━━━━━ Kutipan Teks ━━━━━

- Luas : 100 km2.
- Tata pemerintahan : masuk wilayah kota Batam
- Jumlah penduduk : 0 penduduk (kecuali di sebagian kecil wilayahnya yang disebut Bulang Lintang, pen).
PULAU Bulan atau Bulang adalah sebuah pulau yang terletak di dekat Pulau Batam, Provinsi Kepulauan Riau. Pulau ini cukup unik karena memiliki peran penting dalam perekonomian regional, khususnya dalam sektor peternakan.
Pulau Bulan atau Bulang tidak diperuntukkan bagi lokasi pemukiman sejak penetapannya sebagai lokasi peternakan oleh pemerintah Indonesia pada dasawarsa 1980-an lalu, kecuali di sebagian kecil wilayah daratannya yang dikenal sebagai Bulang Lintang.
Pulau Bulan atau pulau Bulang diketahui telah menjadi pusat peternakan babi sejak tahun 1980-an. Pulau ini dipilih karena kondisi geografisnya yang cocok untuk kegiatan peternakan dan letaknya yang dekat dengan pasar utama di Singapura.

━━━━━ Item Tersedia ━━━━━

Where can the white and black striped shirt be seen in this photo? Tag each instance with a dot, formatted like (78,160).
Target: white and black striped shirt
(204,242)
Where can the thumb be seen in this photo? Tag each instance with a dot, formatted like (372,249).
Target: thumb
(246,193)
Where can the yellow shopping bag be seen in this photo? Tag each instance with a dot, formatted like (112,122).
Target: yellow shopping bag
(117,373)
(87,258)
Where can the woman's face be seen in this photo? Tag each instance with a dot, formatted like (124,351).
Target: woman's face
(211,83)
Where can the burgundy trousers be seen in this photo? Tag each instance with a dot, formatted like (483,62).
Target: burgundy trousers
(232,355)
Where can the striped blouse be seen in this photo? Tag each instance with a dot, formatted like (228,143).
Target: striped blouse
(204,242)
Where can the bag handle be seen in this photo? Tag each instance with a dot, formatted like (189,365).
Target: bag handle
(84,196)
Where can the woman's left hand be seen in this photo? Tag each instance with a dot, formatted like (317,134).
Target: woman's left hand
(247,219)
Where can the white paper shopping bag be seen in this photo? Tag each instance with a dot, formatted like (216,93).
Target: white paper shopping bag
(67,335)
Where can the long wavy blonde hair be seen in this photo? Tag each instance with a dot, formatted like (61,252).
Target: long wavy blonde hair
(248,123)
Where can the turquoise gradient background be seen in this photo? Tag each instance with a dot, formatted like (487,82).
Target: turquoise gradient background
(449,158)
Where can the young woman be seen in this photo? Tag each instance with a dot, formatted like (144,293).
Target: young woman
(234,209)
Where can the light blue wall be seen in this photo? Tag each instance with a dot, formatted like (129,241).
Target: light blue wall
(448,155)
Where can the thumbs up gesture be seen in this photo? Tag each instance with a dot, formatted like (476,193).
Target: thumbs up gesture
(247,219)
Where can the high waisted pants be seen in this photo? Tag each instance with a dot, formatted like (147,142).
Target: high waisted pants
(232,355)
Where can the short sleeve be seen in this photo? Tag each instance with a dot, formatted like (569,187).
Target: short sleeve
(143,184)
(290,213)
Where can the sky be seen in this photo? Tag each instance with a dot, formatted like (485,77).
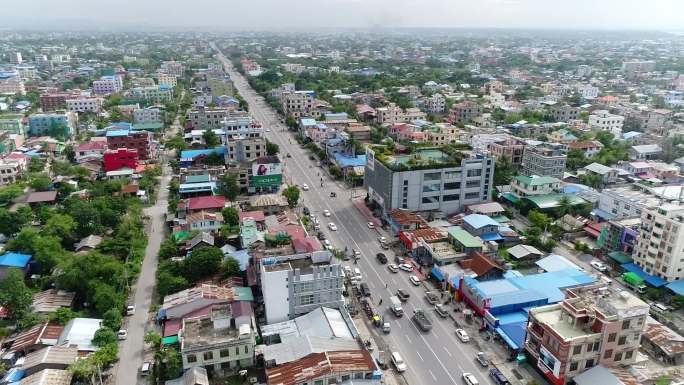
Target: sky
(309,14)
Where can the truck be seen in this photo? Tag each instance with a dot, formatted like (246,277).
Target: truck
(422,320)
(634,282)
(395,306)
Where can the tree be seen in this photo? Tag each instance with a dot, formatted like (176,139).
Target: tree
(231,216)
(202,263)
(230,267)
(211,139)
(14,295)
(272,148)
(292,195)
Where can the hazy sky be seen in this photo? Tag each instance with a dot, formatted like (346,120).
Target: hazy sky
(309,14)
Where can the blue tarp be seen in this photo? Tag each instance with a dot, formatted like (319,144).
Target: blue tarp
(650,279)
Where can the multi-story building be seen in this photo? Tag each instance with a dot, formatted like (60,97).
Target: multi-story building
(147,115)
(593,325)
(141,141)
(464,112)
(428,180)
(660,244)
(535,185)
(222,341)
(544,160)
(84,104)
(41,124)
(298,103)
(297,284)
(605,121)
(108,85)
(167,80)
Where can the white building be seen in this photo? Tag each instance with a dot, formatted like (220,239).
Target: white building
(147,115)
(84,104)
(605,121)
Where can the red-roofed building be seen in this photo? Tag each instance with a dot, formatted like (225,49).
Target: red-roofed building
(120,158)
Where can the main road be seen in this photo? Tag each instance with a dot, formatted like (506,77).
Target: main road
(437,357)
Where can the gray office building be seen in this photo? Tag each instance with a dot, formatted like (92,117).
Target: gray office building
(429,179)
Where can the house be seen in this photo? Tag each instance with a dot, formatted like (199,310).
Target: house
(13,260)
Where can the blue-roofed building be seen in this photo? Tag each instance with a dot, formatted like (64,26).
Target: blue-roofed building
(13,260)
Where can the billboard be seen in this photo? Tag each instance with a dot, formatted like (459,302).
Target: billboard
(267,174)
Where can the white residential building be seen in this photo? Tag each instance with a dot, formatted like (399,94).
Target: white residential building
(84,104)
(605,121)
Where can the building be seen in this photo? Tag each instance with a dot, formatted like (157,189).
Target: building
(222,342)
(660,244)
(544,160)
(147,115)
(45,124)
(428,180)
(535,185)
(297,284)
(142,141)
(593,326)
(120,158)
(605,121)
(298,103)
(84,104)
(464,112)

━━━━━

* _Latihan Soal_:
a. Tuliskan semua label keterangan yang tercantum pada daftar di awal teks tentang Pulau Bulan.
b. Teruskan teks tentang Pulau Bulan, dimulai setelah kalimat terakhirnya.

* _Kunci Jawaban_:
a. Luas, Tata pemerintahan, Jumlah penduduk

b.
Meskipun saat ini Pulau Bulan dikenal luas sebagai pusat peternakan babi, sejarah pulau ini jauh lebih kaya dan kompleks. Jauh sebelum menjadi pusat peternakan, Pulau Bulan memiliki peran penting dalam sejarah maritim dan politik di wilayah Nusantara.
Di masa silam sebelum kemerdekaan Indonesia, pulau ini lebih dikenal dengan nama Pulau Bulang. Pulau Bulan adalah sebutan yang lebih umum digunakan, namun Pulau Bulang adalah nama ‘resmi’ yang tercatat dalam berbagai dokumen sejarah dan peta.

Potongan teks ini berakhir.